[Dataset records]

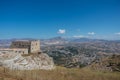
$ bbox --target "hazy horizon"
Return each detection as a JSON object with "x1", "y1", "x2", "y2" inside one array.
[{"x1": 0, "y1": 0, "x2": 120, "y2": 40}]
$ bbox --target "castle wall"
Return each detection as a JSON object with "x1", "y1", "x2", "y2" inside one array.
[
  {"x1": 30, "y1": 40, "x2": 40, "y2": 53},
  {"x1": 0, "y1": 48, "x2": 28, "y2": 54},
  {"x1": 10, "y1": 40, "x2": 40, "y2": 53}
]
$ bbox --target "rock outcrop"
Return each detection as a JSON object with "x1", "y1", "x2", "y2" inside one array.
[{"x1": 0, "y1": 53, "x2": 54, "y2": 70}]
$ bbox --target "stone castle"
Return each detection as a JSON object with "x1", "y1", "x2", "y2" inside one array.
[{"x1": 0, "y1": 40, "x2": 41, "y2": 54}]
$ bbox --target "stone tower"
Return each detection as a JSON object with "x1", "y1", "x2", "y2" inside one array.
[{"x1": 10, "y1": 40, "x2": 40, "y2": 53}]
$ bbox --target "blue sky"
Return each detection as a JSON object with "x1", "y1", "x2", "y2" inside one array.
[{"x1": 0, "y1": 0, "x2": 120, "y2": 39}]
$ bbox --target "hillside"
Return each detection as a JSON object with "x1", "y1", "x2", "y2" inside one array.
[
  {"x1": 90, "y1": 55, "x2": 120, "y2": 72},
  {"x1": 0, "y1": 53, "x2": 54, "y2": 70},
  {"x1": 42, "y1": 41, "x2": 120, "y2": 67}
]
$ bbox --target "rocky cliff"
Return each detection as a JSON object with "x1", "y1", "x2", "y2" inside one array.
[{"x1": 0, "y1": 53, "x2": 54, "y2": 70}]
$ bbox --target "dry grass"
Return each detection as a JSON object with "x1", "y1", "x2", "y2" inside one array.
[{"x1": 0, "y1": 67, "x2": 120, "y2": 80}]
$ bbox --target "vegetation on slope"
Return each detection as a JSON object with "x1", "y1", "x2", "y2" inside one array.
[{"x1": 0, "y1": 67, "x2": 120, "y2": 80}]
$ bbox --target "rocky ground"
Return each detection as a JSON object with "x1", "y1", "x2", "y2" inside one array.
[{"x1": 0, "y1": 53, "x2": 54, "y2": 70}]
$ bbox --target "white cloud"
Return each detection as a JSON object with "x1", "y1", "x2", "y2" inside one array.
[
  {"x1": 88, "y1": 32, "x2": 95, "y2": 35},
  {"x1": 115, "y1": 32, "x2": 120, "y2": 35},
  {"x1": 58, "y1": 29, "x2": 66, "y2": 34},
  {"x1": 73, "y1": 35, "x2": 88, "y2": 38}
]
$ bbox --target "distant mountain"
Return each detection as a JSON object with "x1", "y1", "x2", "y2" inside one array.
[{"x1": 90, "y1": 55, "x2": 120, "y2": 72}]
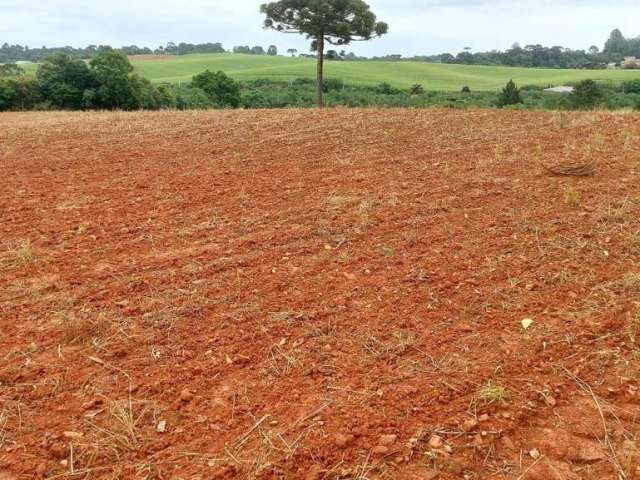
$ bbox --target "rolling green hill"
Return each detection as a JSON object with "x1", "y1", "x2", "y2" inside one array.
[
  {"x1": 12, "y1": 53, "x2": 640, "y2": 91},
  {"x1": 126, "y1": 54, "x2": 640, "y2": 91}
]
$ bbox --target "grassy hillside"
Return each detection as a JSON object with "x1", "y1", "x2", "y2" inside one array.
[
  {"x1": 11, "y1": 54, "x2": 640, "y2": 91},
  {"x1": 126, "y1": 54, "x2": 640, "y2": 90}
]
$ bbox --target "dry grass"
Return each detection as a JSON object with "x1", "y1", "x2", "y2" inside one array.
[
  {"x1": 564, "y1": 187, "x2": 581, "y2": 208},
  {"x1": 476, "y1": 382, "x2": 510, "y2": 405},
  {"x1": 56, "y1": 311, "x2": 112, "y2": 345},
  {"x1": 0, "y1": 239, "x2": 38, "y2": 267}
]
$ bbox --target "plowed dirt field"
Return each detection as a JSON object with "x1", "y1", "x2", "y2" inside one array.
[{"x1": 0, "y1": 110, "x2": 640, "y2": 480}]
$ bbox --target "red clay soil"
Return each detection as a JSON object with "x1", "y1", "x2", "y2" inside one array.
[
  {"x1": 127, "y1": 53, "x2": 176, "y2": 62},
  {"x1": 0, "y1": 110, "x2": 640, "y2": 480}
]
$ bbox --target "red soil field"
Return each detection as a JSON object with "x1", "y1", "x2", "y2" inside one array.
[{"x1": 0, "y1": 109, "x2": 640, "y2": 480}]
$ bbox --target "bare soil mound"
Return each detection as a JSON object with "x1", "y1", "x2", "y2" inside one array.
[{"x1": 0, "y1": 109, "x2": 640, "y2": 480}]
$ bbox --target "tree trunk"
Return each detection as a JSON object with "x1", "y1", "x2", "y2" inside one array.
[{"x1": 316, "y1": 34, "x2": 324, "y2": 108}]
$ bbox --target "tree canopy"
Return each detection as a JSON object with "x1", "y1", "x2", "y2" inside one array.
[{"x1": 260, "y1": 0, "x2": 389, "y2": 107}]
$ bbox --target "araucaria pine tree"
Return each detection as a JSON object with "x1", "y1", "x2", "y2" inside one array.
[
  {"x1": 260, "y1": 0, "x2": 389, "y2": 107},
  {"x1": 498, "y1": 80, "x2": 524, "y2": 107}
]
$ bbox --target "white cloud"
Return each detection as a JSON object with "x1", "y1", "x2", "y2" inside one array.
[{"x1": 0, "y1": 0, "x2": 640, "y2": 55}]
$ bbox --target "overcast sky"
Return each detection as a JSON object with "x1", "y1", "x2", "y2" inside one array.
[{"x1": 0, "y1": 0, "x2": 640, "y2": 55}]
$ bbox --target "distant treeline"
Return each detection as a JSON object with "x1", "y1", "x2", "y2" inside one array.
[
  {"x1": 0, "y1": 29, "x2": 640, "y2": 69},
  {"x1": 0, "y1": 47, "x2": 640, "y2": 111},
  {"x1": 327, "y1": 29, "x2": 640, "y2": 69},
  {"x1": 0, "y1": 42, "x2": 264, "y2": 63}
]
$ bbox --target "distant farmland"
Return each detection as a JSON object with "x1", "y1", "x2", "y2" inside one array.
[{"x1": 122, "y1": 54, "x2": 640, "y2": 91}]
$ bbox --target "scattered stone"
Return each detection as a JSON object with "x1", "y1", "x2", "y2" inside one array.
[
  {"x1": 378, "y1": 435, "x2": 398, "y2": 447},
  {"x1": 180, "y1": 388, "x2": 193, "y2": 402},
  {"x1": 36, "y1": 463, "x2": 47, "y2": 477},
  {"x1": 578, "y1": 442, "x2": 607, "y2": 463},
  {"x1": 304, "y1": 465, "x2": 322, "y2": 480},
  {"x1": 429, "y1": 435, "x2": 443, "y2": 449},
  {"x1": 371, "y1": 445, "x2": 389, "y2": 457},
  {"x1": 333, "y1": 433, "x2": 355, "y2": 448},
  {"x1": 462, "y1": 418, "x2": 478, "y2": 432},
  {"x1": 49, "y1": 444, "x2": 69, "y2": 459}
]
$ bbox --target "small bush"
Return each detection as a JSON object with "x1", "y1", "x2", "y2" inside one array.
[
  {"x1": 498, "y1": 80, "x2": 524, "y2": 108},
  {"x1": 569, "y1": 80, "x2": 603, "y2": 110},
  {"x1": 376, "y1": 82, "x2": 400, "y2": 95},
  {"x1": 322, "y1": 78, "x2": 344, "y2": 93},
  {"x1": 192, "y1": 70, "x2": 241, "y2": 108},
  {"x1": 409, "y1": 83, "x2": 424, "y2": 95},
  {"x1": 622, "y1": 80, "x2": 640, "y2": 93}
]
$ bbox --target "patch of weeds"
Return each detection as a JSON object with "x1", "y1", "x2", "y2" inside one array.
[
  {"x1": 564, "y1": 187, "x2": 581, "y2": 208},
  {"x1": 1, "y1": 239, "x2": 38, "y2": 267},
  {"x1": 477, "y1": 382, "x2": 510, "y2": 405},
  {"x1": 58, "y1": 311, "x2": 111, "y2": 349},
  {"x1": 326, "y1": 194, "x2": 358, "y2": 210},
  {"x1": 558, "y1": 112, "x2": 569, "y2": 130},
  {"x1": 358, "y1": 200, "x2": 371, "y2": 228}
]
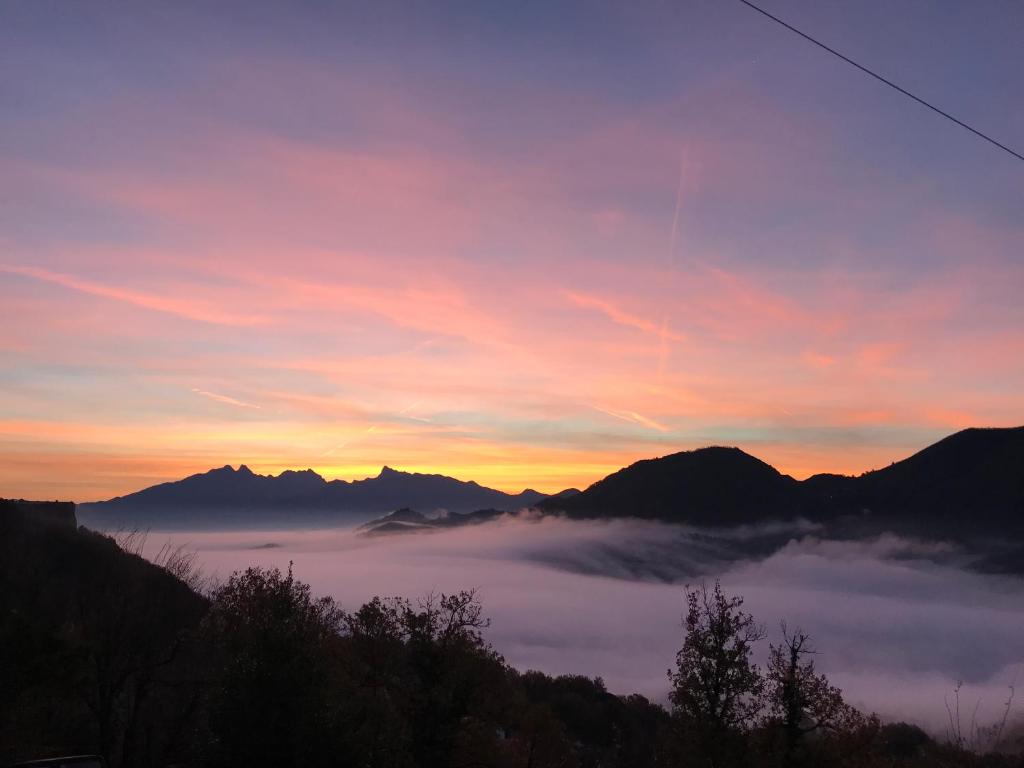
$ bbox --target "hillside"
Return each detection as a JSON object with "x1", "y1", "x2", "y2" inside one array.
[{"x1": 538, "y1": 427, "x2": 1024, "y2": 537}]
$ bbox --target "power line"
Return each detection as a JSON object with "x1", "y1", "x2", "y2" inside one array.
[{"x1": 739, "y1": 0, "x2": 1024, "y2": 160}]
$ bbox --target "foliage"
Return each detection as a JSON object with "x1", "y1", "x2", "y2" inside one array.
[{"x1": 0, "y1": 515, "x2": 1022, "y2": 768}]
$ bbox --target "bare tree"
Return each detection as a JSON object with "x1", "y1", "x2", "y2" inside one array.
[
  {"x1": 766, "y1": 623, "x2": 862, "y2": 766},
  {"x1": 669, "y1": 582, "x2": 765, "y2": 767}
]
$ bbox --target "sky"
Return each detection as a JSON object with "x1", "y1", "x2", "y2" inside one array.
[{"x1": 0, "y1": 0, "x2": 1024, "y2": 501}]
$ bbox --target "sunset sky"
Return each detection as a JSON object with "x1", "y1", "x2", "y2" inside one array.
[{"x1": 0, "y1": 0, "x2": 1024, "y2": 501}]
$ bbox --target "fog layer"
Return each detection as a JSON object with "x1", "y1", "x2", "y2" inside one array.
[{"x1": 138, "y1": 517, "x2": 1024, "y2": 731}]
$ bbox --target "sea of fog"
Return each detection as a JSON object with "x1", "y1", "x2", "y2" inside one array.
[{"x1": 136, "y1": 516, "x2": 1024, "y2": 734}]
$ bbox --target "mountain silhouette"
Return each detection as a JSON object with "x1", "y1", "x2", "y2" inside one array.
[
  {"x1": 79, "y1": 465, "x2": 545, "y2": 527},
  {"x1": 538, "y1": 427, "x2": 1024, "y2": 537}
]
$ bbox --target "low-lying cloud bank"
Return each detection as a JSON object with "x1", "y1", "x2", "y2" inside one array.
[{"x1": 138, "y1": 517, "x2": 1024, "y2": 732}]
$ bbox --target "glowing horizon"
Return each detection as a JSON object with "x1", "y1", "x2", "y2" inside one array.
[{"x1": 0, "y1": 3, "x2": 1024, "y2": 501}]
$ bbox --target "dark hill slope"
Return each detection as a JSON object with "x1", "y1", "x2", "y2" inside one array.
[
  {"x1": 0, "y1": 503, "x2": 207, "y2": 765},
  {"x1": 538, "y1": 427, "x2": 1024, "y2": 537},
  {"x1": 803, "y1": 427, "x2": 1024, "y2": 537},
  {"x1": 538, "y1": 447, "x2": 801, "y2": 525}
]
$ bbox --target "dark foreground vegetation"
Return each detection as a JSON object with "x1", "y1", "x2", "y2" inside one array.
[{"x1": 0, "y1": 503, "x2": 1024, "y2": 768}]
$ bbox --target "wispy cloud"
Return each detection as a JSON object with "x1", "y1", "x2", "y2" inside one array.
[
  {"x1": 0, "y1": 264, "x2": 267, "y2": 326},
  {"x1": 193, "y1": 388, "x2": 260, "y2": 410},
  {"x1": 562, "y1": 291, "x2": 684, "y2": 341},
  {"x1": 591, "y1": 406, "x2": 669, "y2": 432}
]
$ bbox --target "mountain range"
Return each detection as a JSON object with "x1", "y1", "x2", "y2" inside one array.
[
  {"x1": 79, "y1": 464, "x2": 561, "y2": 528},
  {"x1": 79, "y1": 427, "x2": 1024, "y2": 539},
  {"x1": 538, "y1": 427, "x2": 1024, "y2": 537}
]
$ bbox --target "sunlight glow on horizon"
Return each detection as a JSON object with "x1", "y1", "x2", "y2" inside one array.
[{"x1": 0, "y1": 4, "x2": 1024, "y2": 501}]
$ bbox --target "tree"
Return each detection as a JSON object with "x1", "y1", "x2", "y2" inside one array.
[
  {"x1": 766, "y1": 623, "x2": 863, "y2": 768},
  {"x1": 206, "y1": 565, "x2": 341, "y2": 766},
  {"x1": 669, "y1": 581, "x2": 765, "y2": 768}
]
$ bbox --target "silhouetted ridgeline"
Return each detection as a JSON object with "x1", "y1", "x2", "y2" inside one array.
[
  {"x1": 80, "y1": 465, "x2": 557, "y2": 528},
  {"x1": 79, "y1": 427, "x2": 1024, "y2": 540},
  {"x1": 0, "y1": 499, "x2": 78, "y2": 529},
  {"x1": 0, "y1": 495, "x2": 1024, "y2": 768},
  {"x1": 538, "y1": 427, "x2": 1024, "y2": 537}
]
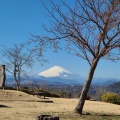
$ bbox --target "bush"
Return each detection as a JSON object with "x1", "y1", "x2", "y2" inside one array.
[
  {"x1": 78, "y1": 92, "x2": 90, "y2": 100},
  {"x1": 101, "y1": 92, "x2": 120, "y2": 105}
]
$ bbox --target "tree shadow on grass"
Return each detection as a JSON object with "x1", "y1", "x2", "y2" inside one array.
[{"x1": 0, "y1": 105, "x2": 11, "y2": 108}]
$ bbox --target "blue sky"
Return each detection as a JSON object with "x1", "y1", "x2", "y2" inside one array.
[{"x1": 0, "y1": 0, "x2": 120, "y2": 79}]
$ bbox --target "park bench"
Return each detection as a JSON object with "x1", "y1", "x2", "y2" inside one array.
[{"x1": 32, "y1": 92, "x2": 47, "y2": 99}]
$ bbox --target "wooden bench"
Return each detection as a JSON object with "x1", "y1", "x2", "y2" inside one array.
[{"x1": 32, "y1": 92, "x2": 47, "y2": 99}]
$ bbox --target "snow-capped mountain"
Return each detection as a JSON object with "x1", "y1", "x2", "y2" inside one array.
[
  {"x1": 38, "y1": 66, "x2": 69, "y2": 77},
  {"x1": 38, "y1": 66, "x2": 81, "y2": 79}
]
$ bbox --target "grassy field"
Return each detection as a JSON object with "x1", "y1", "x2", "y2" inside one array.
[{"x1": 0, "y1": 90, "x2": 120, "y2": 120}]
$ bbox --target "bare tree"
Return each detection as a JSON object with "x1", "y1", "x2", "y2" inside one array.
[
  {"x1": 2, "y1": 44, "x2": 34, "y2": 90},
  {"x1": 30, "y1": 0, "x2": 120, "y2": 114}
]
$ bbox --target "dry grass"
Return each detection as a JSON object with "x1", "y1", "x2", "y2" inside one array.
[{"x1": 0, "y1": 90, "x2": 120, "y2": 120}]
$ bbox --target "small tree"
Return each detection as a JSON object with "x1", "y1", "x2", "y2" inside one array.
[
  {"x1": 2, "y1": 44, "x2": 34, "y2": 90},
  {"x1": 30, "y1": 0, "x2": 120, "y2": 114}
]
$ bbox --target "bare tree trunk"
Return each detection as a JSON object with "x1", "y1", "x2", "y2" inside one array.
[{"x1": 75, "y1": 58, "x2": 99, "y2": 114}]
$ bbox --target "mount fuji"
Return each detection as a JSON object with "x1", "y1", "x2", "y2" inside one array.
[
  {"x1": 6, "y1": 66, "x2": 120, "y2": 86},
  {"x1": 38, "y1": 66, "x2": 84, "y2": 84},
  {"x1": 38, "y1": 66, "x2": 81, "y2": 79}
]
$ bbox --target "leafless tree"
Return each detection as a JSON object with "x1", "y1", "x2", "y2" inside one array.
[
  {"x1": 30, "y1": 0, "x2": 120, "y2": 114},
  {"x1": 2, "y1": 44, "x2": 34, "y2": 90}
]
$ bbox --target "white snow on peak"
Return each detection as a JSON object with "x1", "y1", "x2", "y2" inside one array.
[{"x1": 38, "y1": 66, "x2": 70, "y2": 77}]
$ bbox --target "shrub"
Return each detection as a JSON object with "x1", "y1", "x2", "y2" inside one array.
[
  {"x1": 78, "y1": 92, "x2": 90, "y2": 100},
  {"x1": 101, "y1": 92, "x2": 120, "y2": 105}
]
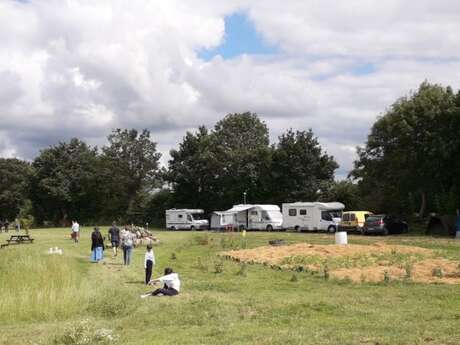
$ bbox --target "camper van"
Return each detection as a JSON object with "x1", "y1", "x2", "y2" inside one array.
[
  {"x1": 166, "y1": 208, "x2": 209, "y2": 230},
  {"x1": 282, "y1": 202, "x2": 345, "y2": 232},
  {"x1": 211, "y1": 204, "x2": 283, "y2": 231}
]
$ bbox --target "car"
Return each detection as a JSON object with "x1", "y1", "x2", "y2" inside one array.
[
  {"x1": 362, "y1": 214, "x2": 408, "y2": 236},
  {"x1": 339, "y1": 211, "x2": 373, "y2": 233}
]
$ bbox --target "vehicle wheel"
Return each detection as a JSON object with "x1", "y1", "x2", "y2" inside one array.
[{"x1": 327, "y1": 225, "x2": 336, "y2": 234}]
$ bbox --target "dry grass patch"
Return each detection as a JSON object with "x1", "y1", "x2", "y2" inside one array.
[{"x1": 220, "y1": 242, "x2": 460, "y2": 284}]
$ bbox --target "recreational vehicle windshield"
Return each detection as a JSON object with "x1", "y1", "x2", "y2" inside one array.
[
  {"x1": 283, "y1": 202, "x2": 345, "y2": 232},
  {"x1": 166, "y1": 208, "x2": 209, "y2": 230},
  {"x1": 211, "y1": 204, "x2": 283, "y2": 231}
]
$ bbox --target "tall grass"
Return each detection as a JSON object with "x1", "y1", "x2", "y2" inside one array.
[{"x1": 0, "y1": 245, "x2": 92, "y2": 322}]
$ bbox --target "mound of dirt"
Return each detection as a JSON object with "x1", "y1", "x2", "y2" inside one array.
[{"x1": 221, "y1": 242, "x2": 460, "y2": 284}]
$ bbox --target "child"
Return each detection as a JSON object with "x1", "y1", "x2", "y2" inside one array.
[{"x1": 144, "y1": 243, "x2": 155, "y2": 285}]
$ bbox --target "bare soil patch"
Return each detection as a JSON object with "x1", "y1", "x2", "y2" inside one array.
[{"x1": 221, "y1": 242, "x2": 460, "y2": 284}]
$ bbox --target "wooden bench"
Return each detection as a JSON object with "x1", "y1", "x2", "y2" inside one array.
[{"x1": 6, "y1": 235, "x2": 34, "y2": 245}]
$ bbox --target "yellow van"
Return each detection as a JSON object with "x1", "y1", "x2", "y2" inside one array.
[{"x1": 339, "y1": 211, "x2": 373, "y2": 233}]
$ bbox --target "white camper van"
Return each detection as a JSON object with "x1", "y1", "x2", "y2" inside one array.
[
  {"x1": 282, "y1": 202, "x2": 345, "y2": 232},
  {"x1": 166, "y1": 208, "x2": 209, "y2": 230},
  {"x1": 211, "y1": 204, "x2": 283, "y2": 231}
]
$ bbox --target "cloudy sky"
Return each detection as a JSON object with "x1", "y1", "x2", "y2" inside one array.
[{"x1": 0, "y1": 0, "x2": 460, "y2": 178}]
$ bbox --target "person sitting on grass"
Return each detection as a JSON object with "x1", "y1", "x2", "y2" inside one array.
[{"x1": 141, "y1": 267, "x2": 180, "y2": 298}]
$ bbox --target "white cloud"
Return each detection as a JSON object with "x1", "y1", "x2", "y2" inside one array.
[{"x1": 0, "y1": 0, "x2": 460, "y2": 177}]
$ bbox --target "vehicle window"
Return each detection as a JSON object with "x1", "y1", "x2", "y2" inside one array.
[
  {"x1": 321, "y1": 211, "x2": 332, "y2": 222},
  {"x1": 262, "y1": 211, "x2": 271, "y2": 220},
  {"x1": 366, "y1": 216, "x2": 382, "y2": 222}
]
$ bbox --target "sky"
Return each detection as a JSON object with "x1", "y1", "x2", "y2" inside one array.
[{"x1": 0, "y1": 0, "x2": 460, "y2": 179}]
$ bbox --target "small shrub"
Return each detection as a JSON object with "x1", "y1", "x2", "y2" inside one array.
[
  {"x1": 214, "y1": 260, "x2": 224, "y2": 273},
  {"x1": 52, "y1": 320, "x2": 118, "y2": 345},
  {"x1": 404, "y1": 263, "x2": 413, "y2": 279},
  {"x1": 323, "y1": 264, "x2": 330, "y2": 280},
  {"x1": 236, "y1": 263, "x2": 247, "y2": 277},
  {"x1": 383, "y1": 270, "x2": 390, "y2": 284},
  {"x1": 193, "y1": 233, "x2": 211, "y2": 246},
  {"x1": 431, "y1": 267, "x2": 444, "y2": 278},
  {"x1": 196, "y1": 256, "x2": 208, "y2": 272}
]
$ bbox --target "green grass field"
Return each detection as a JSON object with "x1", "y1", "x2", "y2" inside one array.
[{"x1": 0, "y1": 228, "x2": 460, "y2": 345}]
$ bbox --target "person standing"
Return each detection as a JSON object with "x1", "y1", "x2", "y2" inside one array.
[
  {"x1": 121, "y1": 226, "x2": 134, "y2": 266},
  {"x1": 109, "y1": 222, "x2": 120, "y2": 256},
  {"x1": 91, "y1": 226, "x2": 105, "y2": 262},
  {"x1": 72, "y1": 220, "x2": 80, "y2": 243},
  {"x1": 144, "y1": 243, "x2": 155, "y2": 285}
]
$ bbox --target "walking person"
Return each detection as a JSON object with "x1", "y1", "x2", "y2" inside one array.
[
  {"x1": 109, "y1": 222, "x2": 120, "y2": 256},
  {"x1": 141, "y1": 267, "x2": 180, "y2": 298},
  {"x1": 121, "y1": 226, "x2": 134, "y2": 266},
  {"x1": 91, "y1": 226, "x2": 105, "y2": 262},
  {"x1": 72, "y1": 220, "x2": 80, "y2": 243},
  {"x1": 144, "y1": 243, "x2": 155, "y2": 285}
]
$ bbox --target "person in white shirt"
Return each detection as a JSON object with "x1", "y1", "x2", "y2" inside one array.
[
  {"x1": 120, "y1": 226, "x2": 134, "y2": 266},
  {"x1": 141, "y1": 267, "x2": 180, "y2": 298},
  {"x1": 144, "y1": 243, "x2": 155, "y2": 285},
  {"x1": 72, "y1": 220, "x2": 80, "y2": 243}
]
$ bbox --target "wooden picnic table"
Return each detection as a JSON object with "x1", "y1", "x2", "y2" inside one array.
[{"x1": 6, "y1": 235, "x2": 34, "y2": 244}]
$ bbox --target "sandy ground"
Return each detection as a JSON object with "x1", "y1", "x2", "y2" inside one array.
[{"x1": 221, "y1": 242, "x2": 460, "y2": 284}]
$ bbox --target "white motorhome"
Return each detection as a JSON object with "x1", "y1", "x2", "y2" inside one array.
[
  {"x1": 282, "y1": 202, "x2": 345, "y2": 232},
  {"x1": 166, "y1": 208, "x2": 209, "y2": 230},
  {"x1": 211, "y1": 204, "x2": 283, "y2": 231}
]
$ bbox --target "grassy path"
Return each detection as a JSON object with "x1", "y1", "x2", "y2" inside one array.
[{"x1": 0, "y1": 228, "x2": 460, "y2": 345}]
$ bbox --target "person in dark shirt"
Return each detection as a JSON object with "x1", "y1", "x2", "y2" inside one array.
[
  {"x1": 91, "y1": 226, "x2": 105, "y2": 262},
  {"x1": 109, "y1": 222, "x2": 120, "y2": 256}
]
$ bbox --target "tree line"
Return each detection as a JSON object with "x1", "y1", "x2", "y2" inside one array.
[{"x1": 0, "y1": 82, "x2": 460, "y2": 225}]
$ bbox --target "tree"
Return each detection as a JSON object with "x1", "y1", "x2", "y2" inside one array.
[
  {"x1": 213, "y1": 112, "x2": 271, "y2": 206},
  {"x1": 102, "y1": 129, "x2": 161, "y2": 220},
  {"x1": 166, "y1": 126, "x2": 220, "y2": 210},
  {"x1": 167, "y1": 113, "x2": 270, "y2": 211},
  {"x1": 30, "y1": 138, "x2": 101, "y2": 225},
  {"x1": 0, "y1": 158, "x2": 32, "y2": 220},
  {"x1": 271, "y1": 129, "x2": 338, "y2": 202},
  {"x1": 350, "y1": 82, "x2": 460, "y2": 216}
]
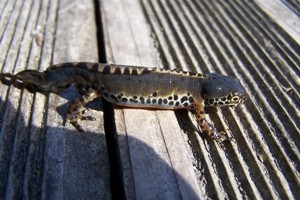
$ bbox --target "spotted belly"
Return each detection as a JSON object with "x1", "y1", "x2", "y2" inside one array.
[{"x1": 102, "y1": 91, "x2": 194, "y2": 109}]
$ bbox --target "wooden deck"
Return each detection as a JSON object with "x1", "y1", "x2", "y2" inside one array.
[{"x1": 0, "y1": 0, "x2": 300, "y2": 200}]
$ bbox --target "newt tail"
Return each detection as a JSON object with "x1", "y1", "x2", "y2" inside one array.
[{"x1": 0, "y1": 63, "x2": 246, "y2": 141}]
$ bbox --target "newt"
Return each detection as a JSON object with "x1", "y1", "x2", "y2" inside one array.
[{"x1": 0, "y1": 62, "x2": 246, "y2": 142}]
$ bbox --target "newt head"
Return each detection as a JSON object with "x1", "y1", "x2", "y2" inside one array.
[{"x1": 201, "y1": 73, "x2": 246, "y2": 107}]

## [STATED PROBLEM]
Count the lines in the material above that contain the word "small" and give only that number.

## [EXERCISE OUTPUT]
3